§ **CHALLENGE**: Extract every line of the material below and reproduce it faithfully.

(Named object pointing entries)
[start]

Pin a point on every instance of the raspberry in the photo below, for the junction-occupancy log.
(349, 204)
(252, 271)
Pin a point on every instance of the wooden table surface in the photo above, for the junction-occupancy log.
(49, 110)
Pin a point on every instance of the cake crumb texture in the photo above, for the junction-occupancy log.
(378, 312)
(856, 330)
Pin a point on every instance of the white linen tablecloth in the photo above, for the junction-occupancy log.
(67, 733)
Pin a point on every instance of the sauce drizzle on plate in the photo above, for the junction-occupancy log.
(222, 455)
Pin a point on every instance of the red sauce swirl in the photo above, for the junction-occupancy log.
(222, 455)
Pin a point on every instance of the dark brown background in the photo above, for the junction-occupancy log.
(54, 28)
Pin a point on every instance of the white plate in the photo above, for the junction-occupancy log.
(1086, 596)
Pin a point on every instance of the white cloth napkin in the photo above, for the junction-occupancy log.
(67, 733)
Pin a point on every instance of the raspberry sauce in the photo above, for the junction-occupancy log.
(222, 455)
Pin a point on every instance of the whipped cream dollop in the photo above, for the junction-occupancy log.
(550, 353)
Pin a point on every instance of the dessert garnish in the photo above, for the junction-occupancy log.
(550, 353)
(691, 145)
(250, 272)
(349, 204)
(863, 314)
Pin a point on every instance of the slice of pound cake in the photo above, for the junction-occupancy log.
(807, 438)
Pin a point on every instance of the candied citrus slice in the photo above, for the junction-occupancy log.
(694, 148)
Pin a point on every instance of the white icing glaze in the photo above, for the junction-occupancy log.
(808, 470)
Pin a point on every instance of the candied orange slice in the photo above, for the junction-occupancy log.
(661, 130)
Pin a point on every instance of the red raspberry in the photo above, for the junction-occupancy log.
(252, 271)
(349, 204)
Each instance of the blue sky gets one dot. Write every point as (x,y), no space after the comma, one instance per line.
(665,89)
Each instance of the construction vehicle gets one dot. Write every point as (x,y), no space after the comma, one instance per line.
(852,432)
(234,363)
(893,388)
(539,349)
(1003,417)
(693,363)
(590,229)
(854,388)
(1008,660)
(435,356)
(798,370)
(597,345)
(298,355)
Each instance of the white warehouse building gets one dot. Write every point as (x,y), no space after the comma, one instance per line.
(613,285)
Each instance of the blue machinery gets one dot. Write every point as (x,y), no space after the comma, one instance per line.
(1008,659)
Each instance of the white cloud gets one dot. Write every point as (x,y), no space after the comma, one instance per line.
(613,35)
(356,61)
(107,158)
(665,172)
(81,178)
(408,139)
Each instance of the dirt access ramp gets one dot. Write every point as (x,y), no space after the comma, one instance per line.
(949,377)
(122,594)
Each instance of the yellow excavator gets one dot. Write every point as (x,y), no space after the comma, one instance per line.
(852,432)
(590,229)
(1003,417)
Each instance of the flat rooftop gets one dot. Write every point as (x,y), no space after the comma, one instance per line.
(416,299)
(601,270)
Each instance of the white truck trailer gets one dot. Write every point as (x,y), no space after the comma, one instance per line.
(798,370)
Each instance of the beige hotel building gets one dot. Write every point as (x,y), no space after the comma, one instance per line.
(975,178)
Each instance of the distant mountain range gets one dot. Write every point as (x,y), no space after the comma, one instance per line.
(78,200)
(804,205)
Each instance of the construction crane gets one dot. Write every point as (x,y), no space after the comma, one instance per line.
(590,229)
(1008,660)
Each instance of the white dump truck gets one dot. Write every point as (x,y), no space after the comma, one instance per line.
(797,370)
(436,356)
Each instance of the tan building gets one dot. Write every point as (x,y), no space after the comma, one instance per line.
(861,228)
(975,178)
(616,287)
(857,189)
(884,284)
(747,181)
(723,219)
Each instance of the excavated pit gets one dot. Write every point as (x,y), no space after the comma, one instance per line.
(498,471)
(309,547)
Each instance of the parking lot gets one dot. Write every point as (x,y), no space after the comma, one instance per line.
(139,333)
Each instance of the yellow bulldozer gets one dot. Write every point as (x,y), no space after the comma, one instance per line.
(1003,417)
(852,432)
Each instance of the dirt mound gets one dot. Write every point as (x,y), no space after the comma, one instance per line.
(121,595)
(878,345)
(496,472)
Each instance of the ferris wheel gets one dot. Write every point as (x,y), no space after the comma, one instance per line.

[end]

§ **COMPLETE OUTPUT**:
Pin a point on every instance of the raspberry in the photo below, for the junction-occupancy log.
(349, 204)
(252, 271)
Pin a point on every instance of the wooden table surface in the photo above, for the junction-occupancy log.
(49, 110)
Pin a point on every instance of the cake crumb texture in the photo above, for the junction-occupancy log.
(378, 312)
(856, 330)
Pin a point on every instance of the white linen tablecloth in the photo above, for the junction-occupancy log.
(67, 733)
Pin a point on every instance of the sauce drizzle on plate in the photo above, for the junction-occupancy log.
(222, 455)
Pin a point on every instance of the red sauce swirl in the photo above, for the junction-occupancy log.
(222, 455)
Pin a point on every instance of the dark brown background in the photo above, for the junction-occupancy log.
(54, 28)
Pin a point on every instance of the white plate in the photo above, for the junction-occupancy log.
(1086, 596)
Pin a point on every instance of the white cloth napkin in the photo above, for the junction-occupancy log.
(67, 733)
Pin a point on every instance of the raspberry sauce in the photo above, for the junction-occupancy log.
(222, 455)
Pin a point on every instance of the whipped cream dollop in the photo above, for the junction-occupancy log.
(550, 353)
Pin a point on every instance of the dessert garnish in the photo above, for the junction-occupancy log.
(550, 353)
(691, 145)
(250, 272)
(349, 204)
(863, 314)
Pin a point on every instance of the slice of pound cake in the photo above, for the junction-occupancy log.
(807, 438)
Pin a point on every instance of the candied citrus slice in the photo above, for the junction-occupancy log.
(694, 148)
Pin a point on every instance of the white icing glaze in the photo above, for the junction-occupancy log.
(808, 470)
Pin a point on every instance of the candied orange slice in the photo above, for the junction-occupancy log.
(661, 130)
Pin a point on every instance of the red raspberry in the photo above, for the junction-occupancy log.
(252, 271)
(349, 204)
Each instance of the blue sky gets one dot. Write every point as (x,y), no space after the comma, one instance per line.
(665,89)
Each instance of the construction vehicle gets one dot. Write every point as (x,y), no space after the comma, one instance per line.
(852,432)
(234,363)
(893,388)
(539,349)
(1003,417)
(693,363)
(590,229)
(854,388)
(1008,660)
(435,356)
(798,370)
(597,345)
(298,355)
Each instance of the white warehouse building gets one dot. Write every point as (x,y), no space after the comma, one instance per line.
(613,285)
Each instance of the blue machinery gets one dot. Write every point as (x,y), no space after the comma, one instance per line.
(1008,659)
Each instance of the white cloud gets one dot. Write every point as (x,y), no space after the comma, one instance per line.
(613,35)
(356,61)
(107,158)
(665,172)
(81,178)
(408,139)
Each instance of the dirt access ramp gets one dot. Write every point as (x,y), no space after the comma, one instance per line.
(949,377)
(122,594)
Each instance of the yellow excavator gets one dot. Write every point as (x,y), no space after the comma, one instance per line.
(852,432)
(590,229)
(1003,417)
Each instance of the flat rooftop gets one dot. Write every point as (x,y), no space after the comma, one instance per line.
(416,299)
(601,270)
Each instance of the white truck trailer gets one dot. Write every point as (x,y), no space after the comma, one instance per line.
(798,370)
Each instance of the beige hotel building gets one dot. Write every point as (x,y), no space after the comma, one instance per line.
(975,178)
Each instance of the distant mountain range gets one dot. Write every point as (x,y), no space after the comma, one instance per line.
(78,200)
(804,205)
Each instance of the construction crane gets one dot. Write every point as (x,y), no space after the comma, one instance per line.
(590,229)
(1008,660)
Each instance of the white dump truck gets one dot. Write every point as (x,y), no space after the comma, one instance per line.
(797,370)
(436,356)
Each instance of the tan building gets one dot. Write every point as (x,y), no space after the comma, one instance per line.
(861,228)
(975,178)
(616,287)
(857,189)
(884,284)
(747,181)
(723,219)
Each instance of the excavated pit gets one dot. Write every point as (x,y), no space after the comma, one instance per line.
(498,471)
(309,547)
Each instance of the parking lot gets one dot. Write every point as (x,y), no space after the comma, one instance per line.
(139,333)
Each instance of the yellow bulldozer gets one dot. Write every point as (x,y), no space after the comma, one instance per line.
(1003,417)
(852,432)
Each instance of the dirt mound gets one dot. Write every point as (x,y), no space after the comma, one instance per line.
(121,595)
(878,345)
(496,472)
Each instance of the ferris wheel gets one dot. Write every point as (x,y), no space after the comma, one instance per line.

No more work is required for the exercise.